**Selection:**
[start]

The Magic Telescopes opened an unexplored window on the cosmic radiation
The Earth is permanently exposed to a flux of Cosmic Rays (CRs) coming from outer space. Some particles have energies that correspond to the energy of a tennis ball with a 90 km/h velocity concentrated in a single atom! These energies are beyond any possible present and future reach of particle acceleration experiments on Earth. Despite the investigation traces back to the first half of last century, still a clear picture on how and where CRs are accelerated at all energies cannot be drawn.
MAGIC belongs to the class of Imaging Atmospheric Cherenkov telescopes (IACTs) that detect the light emitted by the charged particles that are created by cosmic gamma-rays when impinging onto the top Earth atmosphere. Although its origin goes back to only few decades ago, ground-based cosmic gamma-ray astronomy has already demonstrated to be a mature scientific technique in probing non-thermal phenomena in the universe.
CRs of non-thermal origin can be accelerated either directly at the place of origin, for example nearby the surface of a fast rotating pulsar, or may gain energy on cosmological time-scales through interaction with irregular cosmic magnetic fields or shock wave fronts. In some cases, the combined power emitted at these energies exceeds the total power emitted at other wavelengths, and therefore this kind of astrophysics has attained large attention over the last years.
The design of MAGIC-I comes from a solar light concentration prototype built in Germany and modified to fit the IACT demands. Several design solutions were driven by two goals: (i) to reach the lowest energy threshold and (ii) to have the fastest reaction to Gamma-Ray Bursts satellite alerts from the Gamma-ray Coordinates Network. The former goal was achieved by building a 17 m diameter mirror dish, the worldwide largest one used in IACTs at that time. For the latter goal, the structure was kept as light as possible by using a light-weight carbon fibre reinforced plastic tubes solution for the structure and dish, with increased stiffness and much lighter weight than the typical steel solution. This result in 64 tons total moving weight that allow for fast repositioning of the telescope in about 20s.
Graphic: Spectral energy distribution of the Crab Nebula obtained with the MAGIC telescopes, together with the results from previous gamma-ray experiments.
The current generation of IACTs has still failed in answering some of the fundamental questions that motivate gamma-ray astronomy: What is the acceleration mechanism of cosmic rays? How are the gamma rays produced? These questions may be answered by looking at the lowest possible energies for this technique. Therefore, MAGIC findings are intimately related to its capability to observe in this regime, in which MAGIC has been the only eye from the Earth looking at the Universe for almost a decade now.
The standard candle in gamma-ray astronomy is a Supernova Remnant called the Crab Nebula, whose progenitor star exploded as a supernova in 1054, almost one thousand years ago. MAGIC characteristics allowed to precisely estimate the magnetic field responsible for the acceleration of CRs in the nebula. At the centre of the Crab Nebula, a fast rotating pulsar lives and powers a strong radiating wind. For the first time in history, MAGIC saw pulsed very-high-energy gamma-ray emission from the Crab pulsar. At the time of discovery, this result already excluded several of the most discussed pulsar models.

[end]

**Information shown:**
[start]

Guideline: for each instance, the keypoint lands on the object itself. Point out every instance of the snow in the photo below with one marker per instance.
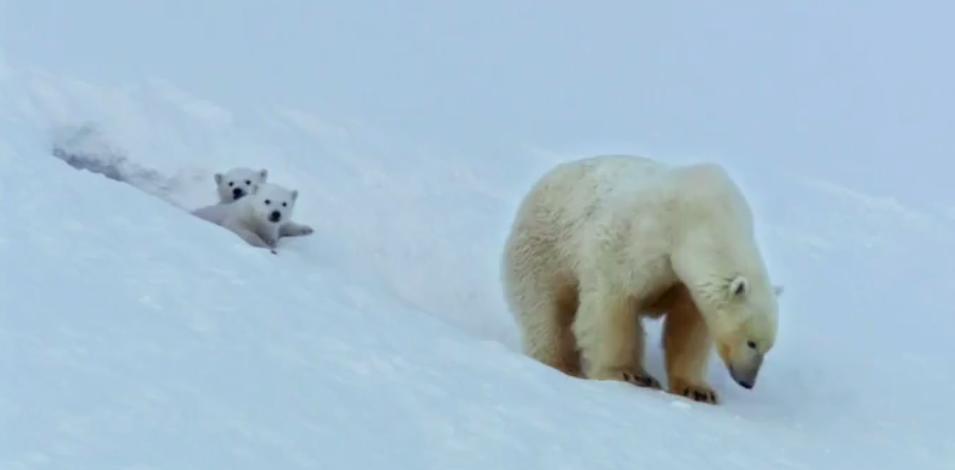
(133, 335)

[end]
[start]

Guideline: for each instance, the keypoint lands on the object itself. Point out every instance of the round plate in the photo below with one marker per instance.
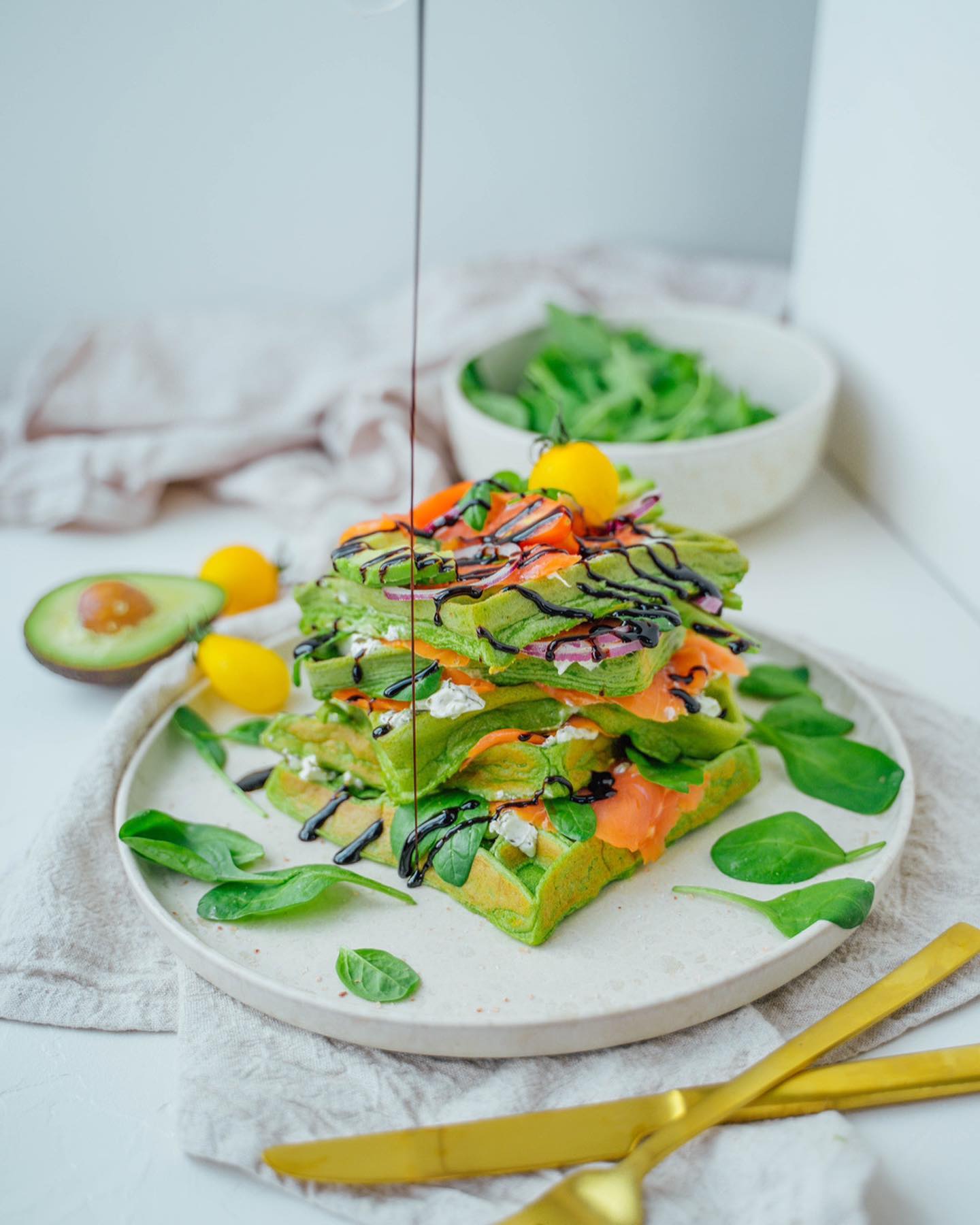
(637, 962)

[end]

Rewrite the part of the MAGIC telescopes text starting at "Graphic: Spectral energy" and ending at "a decade now.", putting "central questions" in place of "fundamental questions". The listing has no connection to the text about the MAGIC telescopes.

Graphic: Spectral energy distribution of the Crab Nebula obtained with the MAGIC telescopes, together with the results from previous gamma-ray experiments.
The current generation of IACTs has still failed in answering some of the central questions that motivate gamma-ray astronomy: What is the acceleration mechanism of cosmic rays? How are the gamma rays produced? These questions may be answered by looking at the lowest possible energies for this technique. Therefore, MAGIC findings are intimately related to its capability to observe in this regime, in which MAGIC has been the only eye from the Earth looking at the Universe for almost a decade now.